## Directions
Your task is to copy every entry exactly.

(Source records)
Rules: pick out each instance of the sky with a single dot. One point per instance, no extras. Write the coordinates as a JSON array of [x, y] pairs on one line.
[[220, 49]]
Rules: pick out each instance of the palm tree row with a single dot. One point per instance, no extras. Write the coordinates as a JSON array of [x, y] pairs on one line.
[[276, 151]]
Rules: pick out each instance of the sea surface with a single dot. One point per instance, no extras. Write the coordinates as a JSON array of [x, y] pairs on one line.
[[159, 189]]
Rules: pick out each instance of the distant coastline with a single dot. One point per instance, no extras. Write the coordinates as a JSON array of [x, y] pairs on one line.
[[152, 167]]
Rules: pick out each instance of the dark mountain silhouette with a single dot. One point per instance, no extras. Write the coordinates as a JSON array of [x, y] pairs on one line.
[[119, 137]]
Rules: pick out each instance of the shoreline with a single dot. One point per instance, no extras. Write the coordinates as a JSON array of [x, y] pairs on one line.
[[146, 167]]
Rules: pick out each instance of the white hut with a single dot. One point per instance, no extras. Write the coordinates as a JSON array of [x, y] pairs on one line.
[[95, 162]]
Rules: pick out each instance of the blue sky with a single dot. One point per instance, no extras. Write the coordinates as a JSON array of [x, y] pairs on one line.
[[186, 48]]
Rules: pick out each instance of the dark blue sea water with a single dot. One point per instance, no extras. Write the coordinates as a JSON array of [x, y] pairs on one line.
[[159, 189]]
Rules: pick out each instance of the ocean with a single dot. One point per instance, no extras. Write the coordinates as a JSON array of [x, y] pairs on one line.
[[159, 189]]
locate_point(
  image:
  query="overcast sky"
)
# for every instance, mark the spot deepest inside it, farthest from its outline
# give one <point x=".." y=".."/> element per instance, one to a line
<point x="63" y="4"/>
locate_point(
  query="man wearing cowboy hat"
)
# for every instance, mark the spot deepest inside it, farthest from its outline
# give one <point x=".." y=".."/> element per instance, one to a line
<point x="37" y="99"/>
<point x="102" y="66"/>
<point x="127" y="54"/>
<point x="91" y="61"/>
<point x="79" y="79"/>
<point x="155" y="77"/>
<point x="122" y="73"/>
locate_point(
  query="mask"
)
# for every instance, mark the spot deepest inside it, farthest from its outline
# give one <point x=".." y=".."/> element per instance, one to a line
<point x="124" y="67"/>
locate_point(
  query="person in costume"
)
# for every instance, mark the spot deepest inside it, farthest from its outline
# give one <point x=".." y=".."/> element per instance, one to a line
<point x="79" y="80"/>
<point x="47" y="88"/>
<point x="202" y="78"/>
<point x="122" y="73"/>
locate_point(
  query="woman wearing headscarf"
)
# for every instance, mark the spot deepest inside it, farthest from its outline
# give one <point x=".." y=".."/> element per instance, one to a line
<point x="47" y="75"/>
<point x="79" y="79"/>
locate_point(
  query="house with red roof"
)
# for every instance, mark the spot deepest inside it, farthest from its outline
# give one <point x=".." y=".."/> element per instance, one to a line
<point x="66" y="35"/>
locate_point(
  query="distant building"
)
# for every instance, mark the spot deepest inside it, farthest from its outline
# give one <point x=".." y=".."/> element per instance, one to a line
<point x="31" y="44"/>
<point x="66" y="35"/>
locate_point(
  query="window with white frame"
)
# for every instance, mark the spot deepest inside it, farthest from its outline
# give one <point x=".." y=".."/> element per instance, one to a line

## Reply to the exercise
Rules: pick out each instance of the sky with a single dot. One point per instance, no extras. Write the coordinates as a JSON array of [x, y] pairs on one line.
[[220, 49]]
Rules: pick out each instance of the palm tree row with a single dot. One point per instance, no extras. Write the coordinates as a JSON array of [x, y] pairs on one line.
[[276, 151]]
Rules: pick out each instance of the sea surface with a single dot. One point per instance, no extras. Write the coordinates as a JSON array of [x, y] pairs on one line.
[[159, 189]]
Rules: pick out each instance of the distant coastline with a single dot. One point per instance, no extras. Write the coordinates as a JSON array of [x, y] pairs on one line.
[[152, 167]]
Rules: pick out each instance of the dark mountain silhouette with a single dot. One point per instance, no extras. Write the coordinates as a JSON array of [x, y] pairs on one line.
[[119, 137]]
Rules: pick out each instance of the shoreline with a single dot. One point per instance, no extras. Write the coordinates as a JSON array of [x, y] pairs on one line.
[[146, 167]]
Rules: pick out each instance of the white hut with a single dot. One point per instance, no extras. Write the coordinates as a JSON array of [x, y] pairs on one line.
[[95, 162]]
Rules: pick out each instance of the blue sky with a single dot. One point per instance, no extras. Write the coordinates as a JSON array of [x, y] pairs on one line.
[[186, 48]]
Rules: pick out each instance of the dark blue sea water with a single dot. One point per instance, no extras. Write the coordinates as a JSON array of [x, y] pairs on one line.
[[159, 189]]
Rules: pick out each instance of the ocean with a single dot. One point per instance, no extras. Write the coordinates as a JSON array of [x, y] pairs on one line.
[[159, 189]]
locate_point(
  image:
  query="overcast sky"
)
# for every instance, mark the spot deepest inside it, farthest from its outline
# give one <point x=".." y=".."/> element per instance, one to a line
<point x="63" y="4"/>
locate_point(
  query="man wearing cowboy hat"
)
# for every instance, mark the spot deepest inside it, farthest from its outline
# give one <point x=".." y=".."/> element per instance, one to a line
<point x="37" y="99"/>
<point x="102" y="66"/>
<point x="127" y="54"/>
<point x="91" y="61"/>
<point x="79" y="79"/>
<point x="155" y="77"/>
<point x="122" y="73"/>
locate_point(
  query="mask"
)
# for every instance, mark the spot deepest inside it, farthest from its outline
# give one <point x=".." y=".."/> element per instance, one to a line
<point x="124" y="67"/>
locate_point(
  query="person in costume"
)
# for every instance, mark the spot deepest inside it, farthest from its outline
# give one <point x=".." y=".."/> element per instance, one to a line
<point x="79" y="80"/>
<point x="47" y="88"/>
<point x="202" y="78"/>
<point x="122" y="73"/>
locate_point(
  query="woman wearing headscarf"
)
# for every instance, mark the spot deepest inside it, farthest from its outline
# give one <point x=".." y=".."/> element per instance, one to a line
<point x="47" y="75"/>
<point x="79" y="79"/>
locate_point(
  query="house with red roof"
)
# for every instance, mark the spot deepest inside it, farthest from its outline
# give one <point x=".." y=".."/> element per instance, one to a line
<point x="66" y="35"/>
locate_point(
  query="distant building"
)
# for every instance, mark the spot deepest inside it, farthest from its outline
# give one <point x=".." y=".."/> element per instance, one to a line
<point x="31" y="44"/>
<point x="66" y="35"/>
locate_point(
  query="window with white frame"
)
# for every instance, mark the spot deepest inside it, farthest from its outline
# give one <point x=".." y=".."/> element per instance, one to a line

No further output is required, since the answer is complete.